(Dataset items)
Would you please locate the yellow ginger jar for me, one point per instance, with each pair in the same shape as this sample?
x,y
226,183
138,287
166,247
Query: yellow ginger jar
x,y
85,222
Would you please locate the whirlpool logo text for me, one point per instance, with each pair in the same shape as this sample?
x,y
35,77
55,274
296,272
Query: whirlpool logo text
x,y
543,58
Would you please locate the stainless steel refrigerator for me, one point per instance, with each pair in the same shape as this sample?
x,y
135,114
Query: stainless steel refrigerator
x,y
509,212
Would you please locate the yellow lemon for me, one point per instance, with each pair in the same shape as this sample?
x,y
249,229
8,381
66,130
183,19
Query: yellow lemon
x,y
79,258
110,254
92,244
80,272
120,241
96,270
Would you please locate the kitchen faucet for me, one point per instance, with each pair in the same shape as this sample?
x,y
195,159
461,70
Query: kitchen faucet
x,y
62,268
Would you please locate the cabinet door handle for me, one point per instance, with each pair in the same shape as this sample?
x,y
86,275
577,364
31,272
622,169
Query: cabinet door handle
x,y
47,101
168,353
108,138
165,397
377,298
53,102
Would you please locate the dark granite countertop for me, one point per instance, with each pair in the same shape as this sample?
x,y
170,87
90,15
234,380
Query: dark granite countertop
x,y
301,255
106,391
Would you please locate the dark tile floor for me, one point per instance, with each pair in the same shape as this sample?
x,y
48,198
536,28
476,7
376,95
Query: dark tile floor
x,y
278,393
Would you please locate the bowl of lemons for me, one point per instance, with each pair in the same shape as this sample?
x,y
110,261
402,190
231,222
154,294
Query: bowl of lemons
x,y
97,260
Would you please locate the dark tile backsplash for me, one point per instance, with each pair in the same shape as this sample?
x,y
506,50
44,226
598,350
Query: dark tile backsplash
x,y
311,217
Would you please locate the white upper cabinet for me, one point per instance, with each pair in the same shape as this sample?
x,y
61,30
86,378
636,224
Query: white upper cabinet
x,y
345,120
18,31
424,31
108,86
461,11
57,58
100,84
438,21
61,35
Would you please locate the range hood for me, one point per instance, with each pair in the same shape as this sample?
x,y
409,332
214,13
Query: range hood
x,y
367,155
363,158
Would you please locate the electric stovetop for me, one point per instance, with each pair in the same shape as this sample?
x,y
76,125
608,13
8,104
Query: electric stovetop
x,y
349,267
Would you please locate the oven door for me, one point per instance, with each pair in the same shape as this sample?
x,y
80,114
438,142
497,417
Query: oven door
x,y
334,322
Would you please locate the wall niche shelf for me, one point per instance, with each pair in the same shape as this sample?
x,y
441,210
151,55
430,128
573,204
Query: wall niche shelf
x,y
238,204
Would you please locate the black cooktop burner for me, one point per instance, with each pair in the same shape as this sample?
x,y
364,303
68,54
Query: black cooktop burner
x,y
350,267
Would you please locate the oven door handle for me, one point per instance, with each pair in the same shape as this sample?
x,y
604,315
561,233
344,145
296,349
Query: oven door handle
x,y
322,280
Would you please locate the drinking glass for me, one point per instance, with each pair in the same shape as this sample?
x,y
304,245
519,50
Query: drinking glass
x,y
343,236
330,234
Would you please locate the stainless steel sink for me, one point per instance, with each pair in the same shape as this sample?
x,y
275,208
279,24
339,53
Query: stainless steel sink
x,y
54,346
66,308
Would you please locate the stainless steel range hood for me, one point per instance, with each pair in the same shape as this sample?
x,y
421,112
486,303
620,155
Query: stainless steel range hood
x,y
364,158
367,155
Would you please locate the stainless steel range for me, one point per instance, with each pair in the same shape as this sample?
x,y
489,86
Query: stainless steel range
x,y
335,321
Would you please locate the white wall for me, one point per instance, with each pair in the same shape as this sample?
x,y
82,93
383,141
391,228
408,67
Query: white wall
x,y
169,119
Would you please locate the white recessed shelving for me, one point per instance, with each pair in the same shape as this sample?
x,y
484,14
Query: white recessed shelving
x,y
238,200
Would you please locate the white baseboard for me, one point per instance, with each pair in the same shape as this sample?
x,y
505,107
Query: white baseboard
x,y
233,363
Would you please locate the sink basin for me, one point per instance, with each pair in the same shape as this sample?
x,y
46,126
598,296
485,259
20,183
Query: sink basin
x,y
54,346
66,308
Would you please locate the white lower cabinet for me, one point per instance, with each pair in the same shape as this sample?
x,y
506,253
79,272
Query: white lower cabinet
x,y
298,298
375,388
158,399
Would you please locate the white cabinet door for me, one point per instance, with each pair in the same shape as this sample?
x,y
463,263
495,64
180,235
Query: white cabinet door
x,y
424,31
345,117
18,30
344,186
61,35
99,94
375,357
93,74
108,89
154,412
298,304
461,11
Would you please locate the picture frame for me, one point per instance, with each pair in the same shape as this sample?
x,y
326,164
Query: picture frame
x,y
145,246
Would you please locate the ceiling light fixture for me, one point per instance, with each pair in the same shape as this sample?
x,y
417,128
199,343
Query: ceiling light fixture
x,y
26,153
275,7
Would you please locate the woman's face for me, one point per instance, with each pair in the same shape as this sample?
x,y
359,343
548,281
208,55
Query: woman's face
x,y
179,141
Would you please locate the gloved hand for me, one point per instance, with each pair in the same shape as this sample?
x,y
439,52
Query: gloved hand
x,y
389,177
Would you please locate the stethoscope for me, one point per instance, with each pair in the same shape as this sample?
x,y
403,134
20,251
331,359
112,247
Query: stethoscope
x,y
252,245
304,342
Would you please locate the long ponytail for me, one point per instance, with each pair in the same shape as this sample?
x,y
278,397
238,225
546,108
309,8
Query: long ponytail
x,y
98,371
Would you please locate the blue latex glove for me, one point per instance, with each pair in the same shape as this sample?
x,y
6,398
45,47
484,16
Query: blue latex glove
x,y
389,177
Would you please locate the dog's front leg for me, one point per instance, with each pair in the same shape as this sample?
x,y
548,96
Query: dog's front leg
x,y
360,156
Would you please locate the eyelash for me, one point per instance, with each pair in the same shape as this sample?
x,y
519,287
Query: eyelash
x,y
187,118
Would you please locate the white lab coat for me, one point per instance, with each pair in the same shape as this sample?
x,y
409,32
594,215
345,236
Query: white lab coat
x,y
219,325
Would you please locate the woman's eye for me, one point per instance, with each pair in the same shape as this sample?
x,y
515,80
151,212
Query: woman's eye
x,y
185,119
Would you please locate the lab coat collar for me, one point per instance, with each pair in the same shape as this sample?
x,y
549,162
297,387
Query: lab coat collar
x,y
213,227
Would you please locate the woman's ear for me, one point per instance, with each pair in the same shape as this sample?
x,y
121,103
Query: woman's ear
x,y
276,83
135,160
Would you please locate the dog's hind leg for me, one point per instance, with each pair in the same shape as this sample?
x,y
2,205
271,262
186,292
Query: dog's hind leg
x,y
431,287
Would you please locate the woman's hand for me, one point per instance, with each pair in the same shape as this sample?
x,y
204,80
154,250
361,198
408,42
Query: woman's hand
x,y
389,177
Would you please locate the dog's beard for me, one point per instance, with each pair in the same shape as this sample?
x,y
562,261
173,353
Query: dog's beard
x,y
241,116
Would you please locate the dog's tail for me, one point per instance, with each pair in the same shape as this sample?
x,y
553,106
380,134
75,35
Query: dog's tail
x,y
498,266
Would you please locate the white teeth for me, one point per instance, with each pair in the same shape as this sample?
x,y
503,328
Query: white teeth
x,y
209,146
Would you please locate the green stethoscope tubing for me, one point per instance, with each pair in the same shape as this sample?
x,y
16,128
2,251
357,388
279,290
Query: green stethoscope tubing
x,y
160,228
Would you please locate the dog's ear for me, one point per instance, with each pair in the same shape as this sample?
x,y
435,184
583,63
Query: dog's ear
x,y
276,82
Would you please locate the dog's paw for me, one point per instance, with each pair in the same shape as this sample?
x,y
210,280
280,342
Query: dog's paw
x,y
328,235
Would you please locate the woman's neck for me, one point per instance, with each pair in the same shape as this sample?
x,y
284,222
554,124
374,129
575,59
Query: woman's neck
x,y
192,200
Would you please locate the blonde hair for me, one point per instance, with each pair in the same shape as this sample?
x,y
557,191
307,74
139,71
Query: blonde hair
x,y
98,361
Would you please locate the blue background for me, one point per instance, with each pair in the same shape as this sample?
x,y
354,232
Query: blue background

Directions:
Reproduce verbatim the lines of the records running from the line containing "Would you please locate the dog's ear" through the end of the records, with both ends included.

Finished answer:
Would you please locate the dog's ear for me, one point per instance, with each pair in the same shape as this sample?
x,y
435,184
583,63
Query: dog's ear
x,y
276,82
Would you please locate the dog's paw for me, one point per instance, with each pair in the same shape as this sample?
x,y
210,280
280,342
Query: dog's paw
x,y
328,235
Would you please locate the woman's neck for me, one point per instance, with each pair in the same shape as this sample?
x,y
284,222
554,124
374,129
575,59
Query: woman's neck
x,y
192,200
Would you please locate the blonde hair for me, one point per instance, with each pair in the same shape as this sample?
x,y
557,191
307,74
139,71
Query: blonde hair
x,y
98,361
Would you please locate the blue background for me, one point per instance, with each pair in the same shape as this sample?
x,y
354,232
Query: blue background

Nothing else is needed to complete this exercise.